EXERCISE REQUIREMENTS.
1 - List the stages of the machine learning pipeline that the satellite-classification project page says you will work through.
2 - Answer these from the satellite-classification project page:
(a) How many active satellites does it say are orbiting Earth?
(b) Which two kinds of satellite does its subtitle name?
(c) Which layers does it call effective at spotting shapes regardless of where they appear in an image?
3 - Write the next section of the satellite-classification project page, starting after its final sentence.

READING PASSAGE.
Classify Satellites with TensorFlow
Teach a neural network to tell a weather satellite from a GPS bird.
Last reviewed: March 2026Overview
There are more than 7,000 active satellites orbiting Earth right now, and space agencies spend enormous effort cataloguing and classifying them. Machine learning—especially convolutional neural networks (CNNs)—has become one of the fastest ways to automate that cataloguing work. In this project you will build a small but real CNN that learns to distinguish between different satellite categories using publicly available imagery.
You will work through the complete ML pipeline: finding and labelling data, preprocessing images into tensors, designing a simple network architecture, training it on your laptop, and measuring how well it generalizes to images it has never seen. Along the way you will learn why layers like convolution and pooling are so effective at spotting shapes regardless of where they appear in an image.

INFORMATION SHOWN.
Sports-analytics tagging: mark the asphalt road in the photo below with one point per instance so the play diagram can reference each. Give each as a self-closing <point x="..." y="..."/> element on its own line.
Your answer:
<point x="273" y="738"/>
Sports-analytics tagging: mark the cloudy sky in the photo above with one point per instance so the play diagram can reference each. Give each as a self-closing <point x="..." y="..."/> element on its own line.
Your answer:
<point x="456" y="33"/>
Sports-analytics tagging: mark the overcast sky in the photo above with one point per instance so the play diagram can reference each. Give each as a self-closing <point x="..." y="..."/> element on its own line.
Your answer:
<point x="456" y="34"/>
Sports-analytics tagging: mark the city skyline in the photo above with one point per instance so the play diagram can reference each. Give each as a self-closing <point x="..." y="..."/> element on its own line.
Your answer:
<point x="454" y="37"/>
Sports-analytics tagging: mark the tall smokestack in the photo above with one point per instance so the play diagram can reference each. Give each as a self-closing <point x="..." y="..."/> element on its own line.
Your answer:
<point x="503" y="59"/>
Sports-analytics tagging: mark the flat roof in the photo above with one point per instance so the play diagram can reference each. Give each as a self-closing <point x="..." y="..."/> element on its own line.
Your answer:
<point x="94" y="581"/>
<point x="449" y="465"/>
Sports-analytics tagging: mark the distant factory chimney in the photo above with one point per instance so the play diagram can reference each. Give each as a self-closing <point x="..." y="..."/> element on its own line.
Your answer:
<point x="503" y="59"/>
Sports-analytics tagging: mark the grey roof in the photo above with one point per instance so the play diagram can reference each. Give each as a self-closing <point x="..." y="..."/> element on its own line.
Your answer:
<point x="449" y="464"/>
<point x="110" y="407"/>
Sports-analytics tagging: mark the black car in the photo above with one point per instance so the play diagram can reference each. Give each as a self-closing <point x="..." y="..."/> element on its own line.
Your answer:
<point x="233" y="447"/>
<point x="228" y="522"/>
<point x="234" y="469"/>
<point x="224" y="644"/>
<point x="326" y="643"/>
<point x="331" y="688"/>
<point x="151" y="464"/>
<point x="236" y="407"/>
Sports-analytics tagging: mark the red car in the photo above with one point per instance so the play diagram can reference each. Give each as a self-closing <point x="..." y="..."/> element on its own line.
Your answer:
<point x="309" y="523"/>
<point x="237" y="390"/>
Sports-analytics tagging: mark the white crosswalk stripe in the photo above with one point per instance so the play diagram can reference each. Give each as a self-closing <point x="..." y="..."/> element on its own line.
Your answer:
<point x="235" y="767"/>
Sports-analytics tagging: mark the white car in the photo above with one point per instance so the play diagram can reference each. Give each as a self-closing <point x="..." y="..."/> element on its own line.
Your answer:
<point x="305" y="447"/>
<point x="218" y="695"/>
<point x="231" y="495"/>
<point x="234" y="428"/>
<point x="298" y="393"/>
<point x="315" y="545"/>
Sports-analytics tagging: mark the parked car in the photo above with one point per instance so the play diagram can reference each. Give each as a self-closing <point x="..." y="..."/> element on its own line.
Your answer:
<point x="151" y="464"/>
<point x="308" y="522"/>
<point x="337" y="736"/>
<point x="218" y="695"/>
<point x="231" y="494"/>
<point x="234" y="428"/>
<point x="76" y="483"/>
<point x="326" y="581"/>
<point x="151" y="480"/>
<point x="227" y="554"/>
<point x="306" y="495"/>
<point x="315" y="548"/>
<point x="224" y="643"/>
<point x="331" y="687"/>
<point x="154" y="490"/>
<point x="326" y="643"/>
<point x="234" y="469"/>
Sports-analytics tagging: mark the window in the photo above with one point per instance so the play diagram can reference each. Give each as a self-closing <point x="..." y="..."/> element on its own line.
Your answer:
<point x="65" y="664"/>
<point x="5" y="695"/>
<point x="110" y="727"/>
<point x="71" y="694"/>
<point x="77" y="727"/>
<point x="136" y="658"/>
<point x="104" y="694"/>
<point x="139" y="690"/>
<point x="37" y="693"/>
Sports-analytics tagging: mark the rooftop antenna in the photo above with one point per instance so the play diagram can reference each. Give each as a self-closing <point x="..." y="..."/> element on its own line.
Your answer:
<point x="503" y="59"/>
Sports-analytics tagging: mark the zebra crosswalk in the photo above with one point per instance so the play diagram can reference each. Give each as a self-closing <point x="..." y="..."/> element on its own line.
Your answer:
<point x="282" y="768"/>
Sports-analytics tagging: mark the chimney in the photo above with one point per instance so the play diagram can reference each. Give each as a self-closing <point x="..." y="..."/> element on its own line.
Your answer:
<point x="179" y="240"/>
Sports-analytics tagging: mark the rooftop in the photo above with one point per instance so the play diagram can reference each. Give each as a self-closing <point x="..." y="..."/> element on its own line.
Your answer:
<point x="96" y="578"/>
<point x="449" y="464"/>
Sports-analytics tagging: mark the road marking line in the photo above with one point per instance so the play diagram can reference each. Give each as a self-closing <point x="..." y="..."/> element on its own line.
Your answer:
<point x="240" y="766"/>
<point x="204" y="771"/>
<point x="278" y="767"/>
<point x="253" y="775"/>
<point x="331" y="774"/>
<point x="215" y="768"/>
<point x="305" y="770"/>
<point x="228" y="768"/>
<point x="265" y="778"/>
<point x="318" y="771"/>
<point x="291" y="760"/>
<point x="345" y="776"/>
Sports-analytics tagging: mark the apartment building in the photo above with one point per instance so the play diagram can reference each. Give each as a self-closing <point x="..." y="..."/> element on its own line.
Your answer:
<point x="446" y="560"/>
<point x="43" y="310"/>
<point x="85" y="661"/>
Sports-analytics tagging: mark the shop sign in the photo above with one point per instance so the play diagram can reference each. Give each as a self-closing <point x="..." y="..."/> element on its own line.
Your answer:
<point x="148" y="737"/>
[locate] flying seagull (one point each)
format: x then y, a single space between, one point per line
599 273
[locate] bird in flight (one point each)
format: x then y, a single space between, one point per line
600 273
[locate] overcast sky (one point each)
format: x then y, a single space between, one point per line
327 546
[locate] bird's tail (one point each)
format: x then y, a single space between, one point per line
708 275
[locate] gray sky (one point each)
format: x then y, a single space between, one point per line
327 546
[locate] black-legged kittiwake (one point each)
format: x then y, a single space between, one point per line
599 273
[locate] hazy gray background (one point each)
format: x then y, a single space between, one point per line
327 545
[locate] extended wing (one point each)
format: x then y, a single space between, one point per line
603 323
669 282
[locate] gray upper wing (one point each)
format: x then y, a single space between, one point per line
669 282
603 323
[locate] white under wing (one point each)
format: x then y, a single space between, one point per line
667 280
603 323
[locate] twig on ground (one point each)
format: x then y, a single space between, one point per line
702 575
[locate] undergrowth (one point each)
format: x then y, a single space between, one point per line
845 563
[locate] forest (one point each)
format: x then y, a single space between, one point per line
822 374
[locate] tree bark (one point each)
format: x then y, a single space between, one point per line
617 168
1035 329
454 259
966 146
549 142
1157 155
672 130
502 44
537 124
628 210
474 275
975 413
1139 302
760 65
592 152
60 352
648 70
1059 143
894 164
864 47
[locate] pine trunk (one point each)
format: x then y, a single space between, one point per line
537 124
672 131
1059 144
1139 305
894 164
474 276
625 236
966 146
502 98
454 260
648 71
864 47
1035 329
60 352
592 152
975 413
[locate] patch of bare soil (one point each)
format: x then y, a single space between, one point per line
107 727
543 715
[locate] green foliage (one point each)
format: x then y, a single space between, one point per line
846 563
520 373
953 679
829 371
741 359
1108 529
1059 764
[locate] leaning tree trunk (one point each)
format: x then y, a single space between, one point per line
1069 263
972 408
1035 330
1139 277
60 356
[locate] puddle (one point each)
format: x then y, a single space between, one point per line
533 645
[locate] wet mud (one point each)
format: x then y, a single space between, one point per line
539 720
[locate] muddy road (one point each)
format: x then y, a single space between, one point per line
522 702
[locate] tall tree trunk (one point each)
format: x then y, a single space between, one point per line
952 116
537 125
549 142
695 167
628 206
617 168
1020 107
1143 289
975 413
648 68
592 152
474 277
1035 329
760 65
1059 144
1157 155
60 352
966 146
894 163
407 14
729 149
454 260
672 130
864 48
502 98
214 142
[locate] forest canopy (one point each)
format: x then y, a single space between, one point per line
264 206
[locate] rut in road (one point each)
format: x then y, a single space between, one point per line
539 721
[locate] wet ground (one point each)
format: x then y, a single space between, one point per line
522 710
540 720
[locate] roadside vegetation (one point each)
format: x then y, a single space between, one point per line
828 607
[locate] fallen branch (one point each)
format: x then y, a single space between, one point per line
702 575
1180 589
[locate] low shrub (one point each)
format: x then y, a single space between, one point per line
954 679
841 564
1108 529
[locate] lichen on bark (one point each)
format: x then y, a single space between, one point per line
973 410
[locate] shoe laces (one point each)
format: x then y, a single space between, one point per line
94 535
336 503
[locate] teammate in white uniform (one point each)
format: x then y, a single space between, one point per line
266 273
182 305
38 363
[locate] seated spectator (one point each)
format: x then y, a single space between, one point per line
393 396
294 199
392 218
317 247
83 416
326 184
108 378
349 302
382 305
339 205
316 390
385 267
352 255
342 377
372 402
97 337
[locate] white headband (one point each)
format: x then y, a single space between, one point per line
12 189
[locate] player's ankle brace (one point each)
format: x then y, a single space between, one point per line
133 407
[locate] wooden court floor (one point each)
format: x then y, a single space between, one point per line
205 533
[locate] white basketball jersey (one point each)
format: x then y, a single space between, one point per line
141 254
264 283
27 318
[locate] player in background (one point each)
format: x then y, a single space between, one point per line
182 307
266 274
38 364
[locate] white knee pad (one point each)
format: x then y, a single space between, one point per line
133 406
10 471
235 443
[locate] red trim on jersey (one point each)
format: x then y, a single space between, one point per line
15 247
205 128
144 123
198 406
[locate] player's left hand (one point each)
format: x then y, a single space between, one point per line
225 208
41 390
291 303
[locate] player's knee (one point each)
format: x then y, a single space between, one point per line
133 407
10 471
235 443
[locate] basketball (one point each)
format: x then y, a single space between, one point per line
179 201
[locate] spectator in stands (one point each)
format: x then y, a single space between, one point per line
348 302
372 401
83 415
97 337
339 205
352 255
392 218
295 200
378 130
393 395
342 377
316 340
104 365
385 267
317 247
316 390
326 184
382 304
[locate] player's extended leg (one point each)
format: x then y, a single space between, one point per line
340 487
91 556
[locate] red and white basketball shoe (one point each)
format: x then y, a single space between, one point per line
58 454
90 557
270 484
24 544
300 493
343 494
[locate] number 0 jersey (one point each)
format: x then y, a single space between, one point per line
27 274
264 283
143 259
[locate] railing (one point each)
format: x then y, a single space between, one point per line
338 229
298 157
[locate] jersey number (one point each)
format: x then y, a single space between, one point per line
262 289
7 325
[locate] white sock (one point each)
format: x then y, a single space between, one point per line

RESPONSES IN ORDER.
1 -
- finding and labelling data
- preprocessing images into tensors
- designing a simple network architecture
- training it on your laptop
- measuring how well it generalizes to images it has never seen

2 -
(a) More than 7,000.
(b) A weather satellite and a GPS satellite.
(c) Convolution and pooling layers.

3 -
By the end of the project you will have a working classifier you can demo, a Jupyter notebook explaining every decision, and a solid mental model of how modern aerospace companies use ML to monitor orbital traffic—a skill that is rapidly becoming core to space situational awareness work.
What You'll Learn
- ✓ Explain what a convolutional neural network does and why it suits image data.
- ✓ Collect, label, and split a small image dataset into train/validation/test sets.
- ✓ Build and compile a CNN in TensorFlow/Keras using standard layer types.
- ✓ Interpret training curves to diagnose underfitting and overfitting.
- ✓ Report model performance with accuracy, precision, and a confusion matrix.
Step-by-Step Guide
Set up Python and TensorFlow
Install Python 3.10+, create a virtual environment, and run pip install tensorflow matplotlib numpy pillow jupyter. Launch a Jupyter notebook and confirm TensorFlow imports cleanly by printing tf.__version__. If you have a compatible GPU, follow the CUDA setup guide; otherwise the CPU version works fine for this project size.
Collect and label your dataset
Download at least 150 images per class (weather satellites, GPS satellites, communication satellites) from NASA Worldview, ESA image galleries, or Google Images. Organize them into folders named after each class—TensorFlow's image_dataset_from_directory will read these folder names as labels automatically. Aim for consistent image sizes around 128×128 pixels.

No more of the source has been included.